### Work to complete
**a)** Summarize the passage about Caddi in two sentences.
**b)** Please write the next part of the passage about Caddi's expansion, picking up after its final sentence.

Led by Yushiro Kato, co-founder and CEO, Caddi has been operating in Japan for about six years, focusing on the automotive and construction equipment industries. In 2023, Caddi opened an office in Chicago to position it for the U.S. market. The expansion also includes reaching out to new market segments, including packaging OEMs.

“We’re realizing that there’s a lot of integrators and line builders that are in the packaging industry. [The companies] might only be 15 or 20 years old, but because there are so many parts and components, and every installation is completely customized, they’ve created a massive amount of drawings for themselves as well,” Brown explains. “And rather than have somebody sit there and search through all these drawings on a computer, we can enable them with a similarity search, based on the shape of parts and the environment that they’re installing these parts into.”

[Image object location records]
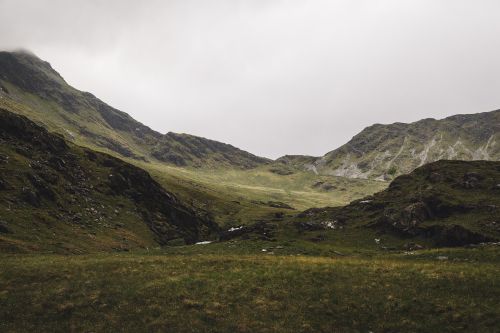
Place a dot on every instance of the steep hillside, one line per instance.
(386, 151)
(55, 196)
(445, 203)
(31, 87)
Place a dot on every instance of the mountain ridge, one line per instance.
(81, 117)
(57, 196)
(384, 151)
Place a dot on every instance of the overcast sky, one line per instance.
(271, 77)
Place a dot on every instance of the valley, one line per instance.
(108, 225)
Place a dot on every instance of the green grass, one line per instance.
(164, 292)
(232, 196)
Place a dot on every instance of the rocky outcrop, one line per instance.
(44, 175)
(96, 124)
(447, 203)
(385, 151)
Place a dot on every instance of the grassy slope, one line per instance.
(55, 196)
(252, 293)
(445, 203)
(236, 196)
(228, 194)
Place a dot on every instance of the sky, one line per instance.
(272, 77)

### Expected outputs
**a)** Caddi, led by co-founder and CEO Yushiro Kato, has operated in Japan for about six years with a focus on the automotive and construction equipment industries, and in 2023 it opened a Chicago office to position itself for the U.S. market. Its expansion includes new segments such as packaging OEMs, where, according to Brown, integrators and line builders have produced a massive amount of drawings that Caddi can help them search through a similarity search based on part shape and installation environment.

**b)**
The AI filtering technology the company developed is cutting-edge. So much so, that the company recently closed $89 million in Series C funding, bringing its total funding to $164 million. Caddi has also been named one of Fast Company’s Most Innovative Companies in 2024.

To get a better idea of what Caddi Drawer is all about, Design World caught up with Brown at the PACK EXPO East show in Philadelphia to ask him a few more questions.

Q: Is Caddi Drawer a CAD system?

Chris Brown: So, we don’t provide any way to draw a part. We are not a CAD system. What we are doing is, we are digitizing 2D drawings, typically in a PDF format, using two pieces of artificial intelligence, one of which is a traditional OCR [optical character recognition]. So, we’re looking at the tolerance callouts, the general dimensioning, and the tolerancing specifications of a part. We’re looking at the dimensions of the part, or reading everything that’s in the title block or the notes section of a part, and making all of that searchable. Whereas before, you had to rely on either naming the file something that you could search, or using a product development management [PDM] system to categorize your parts and only being able to search by those categories.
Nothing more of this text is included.